──────── RECORDS FOR THIS EXERCISE ────────
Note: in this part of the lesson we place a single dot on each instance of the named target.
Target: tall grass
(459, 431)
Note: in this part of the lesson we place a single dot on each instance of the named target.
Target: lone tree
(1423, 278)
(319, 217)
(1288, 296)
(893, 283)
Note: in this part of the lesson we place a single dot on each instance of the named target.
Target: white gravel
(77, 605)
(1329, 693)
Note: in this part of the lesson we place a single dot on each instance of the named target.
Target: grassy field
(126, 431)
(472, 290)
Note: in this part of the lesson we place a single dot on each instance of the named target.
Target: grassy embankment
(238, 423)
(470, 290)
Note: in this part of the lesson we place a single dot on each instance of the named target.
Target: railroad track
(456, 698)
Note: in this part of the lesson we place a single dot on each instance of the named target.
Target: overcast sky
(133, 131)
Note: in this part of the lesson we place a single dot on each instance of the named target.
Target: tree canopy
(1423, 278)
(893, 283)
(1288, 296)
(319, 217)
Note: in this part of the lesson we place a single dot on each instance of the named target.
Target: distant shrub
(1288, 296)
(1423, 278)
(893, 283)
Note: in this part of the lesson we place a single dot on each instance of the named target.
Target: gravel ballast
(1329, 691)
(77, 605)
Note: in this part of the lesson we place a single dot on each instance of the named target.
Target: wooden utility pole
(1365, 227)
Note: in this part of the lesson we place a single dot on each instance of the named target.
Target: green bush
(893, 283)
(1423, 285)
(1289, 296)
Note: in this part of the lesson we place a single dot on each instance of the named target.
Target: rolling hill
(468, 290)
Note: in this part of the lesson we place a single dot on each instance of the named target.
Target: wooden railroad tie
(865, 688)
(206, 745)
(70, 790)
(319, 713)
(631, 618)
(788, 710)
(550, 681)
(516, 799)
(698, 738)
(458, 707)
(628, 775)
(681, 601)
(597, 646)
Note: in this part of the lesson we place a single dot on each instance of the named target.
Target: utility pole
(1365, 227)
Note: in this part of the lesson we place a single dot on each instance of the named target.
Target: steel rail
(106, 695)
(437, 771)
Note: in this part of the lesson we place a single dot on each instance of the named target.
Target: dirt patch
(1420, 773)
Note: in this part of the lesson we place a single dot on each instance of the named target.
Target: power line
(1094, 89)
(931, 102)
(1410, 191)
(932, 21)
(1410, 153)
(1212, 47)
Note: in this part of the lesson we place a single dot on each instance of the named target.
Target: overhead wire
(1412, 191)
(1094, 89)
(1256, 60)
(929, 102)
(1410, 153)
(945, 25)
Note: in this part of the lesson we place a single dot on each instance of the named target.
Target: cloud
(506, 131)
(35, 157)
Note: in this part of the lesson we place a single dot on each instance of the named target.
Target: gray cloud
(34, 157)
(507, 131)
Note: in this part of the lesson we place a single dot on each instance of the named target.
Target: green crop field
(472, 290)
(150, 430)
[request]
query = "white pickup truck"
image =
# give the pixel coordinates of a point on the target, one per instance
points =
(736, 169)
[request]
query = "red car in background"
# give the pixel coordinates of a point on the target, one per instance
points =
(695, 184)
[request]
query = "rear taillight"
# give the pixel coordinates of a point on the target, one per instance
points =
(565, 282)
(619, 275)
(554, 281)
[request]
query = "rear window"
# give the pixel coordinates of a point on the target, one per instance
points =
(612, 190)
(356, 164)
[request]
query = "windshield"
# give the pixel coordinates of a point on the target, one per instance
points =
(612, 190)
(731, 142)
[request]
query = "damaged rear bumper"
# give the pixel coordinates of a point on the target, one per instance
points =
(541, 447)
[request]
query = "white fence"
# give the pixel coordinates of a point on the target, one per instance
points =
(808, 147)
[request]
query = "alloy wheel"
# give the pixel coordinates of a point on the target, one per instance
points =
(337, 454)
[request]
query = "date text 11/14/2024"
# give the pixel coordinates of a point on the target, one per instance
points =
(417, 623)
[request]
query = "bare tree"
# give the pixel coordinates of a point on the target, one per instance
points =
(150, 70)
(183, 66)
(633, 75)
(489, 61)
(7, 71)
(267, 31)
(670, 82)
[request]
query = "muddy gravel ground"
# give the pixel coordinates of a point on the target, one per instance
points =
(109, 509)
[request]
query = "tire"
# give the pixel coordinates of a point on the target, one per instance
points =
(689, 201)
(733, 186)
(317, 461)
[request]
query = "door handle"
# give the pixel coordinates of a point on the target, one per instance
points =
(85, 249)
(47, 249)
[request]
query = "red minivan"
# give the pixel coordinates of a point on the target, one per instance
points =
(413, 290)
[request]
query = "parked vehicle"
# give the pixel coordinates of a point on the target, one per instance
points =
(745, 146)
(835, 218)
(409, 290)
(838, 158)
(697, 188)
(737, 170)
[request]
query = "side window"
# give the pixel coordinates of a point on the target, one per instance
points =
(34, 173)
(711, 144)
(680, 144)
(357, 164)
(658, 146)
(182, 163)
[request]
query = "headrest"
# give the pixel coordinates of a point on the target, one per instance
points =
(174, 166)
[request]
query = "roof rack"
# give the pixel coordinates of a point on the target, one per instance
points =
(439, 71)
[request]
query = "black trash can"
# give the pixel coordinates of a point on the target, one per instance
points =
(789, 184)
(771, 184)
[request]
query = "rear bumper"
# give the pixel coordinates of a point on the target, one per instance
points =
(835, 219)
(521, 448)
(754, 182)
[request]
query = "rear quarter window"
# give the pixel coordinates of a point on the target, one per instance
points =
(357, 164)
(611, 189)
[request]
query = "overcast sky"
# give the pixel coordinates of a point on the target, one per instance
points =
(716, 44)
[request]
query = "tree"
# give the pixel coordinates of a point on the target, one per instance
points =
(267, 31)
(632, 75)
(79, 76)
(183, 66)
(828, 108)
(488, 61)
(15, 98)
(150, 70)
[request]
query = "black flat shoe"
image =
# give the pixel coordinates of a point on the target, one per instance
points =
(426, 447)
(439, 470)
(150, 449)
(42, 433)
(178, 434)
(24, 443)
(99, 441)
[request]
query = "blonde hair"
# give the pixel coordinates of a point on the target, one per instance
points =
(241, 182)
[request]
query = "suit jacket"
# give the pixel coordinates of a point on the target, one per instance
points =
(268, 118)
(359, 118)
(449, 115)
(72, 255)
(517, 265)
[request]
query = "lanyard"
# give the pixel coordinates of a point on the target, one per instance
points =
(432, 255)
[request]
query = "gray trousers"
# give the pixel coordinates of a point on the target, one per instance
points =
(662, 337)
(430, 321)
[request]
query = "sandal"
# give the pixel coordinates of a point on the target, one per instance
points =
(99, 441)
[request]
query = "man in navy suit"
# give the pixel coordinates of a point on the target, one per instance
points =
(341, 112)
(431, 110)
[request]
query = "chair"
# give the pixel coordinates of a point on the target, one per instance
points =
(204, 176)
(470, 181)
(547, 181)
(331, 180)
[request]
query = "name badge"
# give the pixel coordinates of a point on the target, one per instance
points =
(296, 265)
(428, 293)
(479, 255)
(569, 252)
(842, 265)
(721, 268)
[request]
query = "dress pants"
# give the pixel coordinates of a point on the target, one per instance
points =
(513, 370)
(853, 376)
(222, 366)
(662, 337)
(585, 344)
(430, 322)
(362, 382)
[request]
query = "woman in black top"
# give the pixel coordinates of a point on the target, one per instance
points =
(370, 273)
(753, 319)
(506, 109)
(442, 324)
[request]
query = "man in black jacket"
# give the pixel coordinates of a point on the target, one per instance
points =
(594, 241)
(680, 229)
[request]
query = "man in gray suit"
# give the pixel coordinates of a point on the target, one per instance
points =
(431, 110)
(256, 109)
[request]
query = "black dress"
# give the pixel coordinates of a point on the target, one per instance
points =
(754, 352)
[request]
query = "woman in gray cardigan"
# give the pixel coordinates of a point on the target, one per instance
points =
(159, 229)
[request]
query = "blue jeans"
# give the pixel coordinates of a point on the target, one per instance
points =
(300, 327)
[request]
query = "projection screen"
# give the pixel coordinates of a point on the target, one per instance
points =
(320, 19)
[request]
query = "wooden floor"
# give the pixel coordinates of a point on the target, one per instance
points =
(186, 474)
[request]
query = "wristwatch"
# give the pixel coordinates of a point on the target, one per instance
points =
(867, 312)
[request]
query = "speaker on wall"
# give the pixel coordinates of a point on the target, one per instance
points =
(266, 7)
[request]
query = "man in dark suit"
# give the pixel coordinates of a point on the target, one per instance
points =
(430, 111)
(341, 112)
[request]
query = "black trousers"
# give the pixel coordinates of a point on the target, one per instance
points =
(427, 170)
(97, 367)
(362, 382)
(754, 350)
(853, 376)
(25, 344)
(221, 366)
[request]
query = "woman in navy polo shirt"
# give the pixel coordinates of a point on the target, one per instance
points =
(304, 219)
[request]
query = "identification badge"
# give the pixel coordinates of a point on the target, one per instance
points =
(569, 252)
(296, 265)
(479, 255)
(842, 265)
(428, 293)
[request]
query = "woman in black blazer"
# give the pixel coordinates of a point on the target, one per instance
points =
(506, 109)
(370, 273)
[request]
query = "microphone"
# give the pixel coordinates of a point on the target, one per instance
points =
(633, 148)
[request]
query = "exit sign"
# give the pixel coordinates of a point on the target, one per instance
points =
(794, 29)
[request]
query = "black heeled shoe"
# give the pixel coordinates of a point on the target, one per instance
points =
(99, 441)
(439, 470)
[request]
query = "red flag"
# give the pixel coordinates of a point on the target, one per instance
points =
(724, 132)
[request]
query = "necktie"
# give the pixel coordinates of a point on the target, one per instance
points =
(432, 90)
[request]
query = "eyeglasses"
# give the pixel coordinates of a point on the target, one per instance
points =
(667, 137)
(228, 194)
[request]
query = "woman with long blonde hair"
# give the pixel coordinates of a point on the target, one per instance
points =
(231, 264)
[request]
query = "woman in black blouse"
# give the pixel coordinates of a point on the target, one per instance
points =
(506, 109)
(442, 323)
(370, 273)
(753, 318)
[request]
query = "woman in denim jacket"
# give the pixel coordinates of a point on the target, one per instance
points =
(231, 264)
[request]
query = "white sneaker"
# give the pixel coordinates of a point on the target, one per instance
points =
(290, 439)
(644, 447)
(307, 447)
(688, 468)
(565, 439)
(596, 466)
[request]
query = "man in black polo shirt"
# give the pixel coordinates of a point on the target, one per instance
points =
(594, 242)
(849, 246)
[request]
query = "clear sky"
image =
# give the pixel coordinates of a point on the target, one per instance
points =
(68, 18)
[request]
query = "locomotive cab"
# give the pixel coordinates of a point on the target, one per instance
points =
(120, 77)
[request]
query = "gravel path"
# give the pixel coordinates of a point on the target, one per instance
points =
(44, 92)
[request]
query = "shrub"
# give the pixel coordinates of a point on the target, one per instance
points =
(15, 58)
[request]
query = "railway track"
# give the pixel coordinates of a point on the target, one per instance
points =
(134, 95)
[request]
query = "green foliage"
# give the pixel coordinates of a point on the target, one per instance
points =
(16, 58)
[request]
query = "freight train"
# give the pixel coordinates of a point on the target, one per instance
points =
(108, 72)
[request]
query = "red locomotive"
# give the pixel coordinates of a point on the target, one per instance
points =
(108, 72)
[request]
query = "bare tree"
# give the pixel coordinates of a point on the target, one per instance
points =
────────
# YOUR TASK:
Isolate the lines above that contain the word "woman" and copy them.

# EXERCISE SOLUTION:
query = "woman in black top"
query = "woman in gray cardigan"
query = "woman in navy polo shirt"
query = "woman in black blazer"
query = "woman with long blonde hair"
query = "woman in black blouse"
query = "woman in denim jacket"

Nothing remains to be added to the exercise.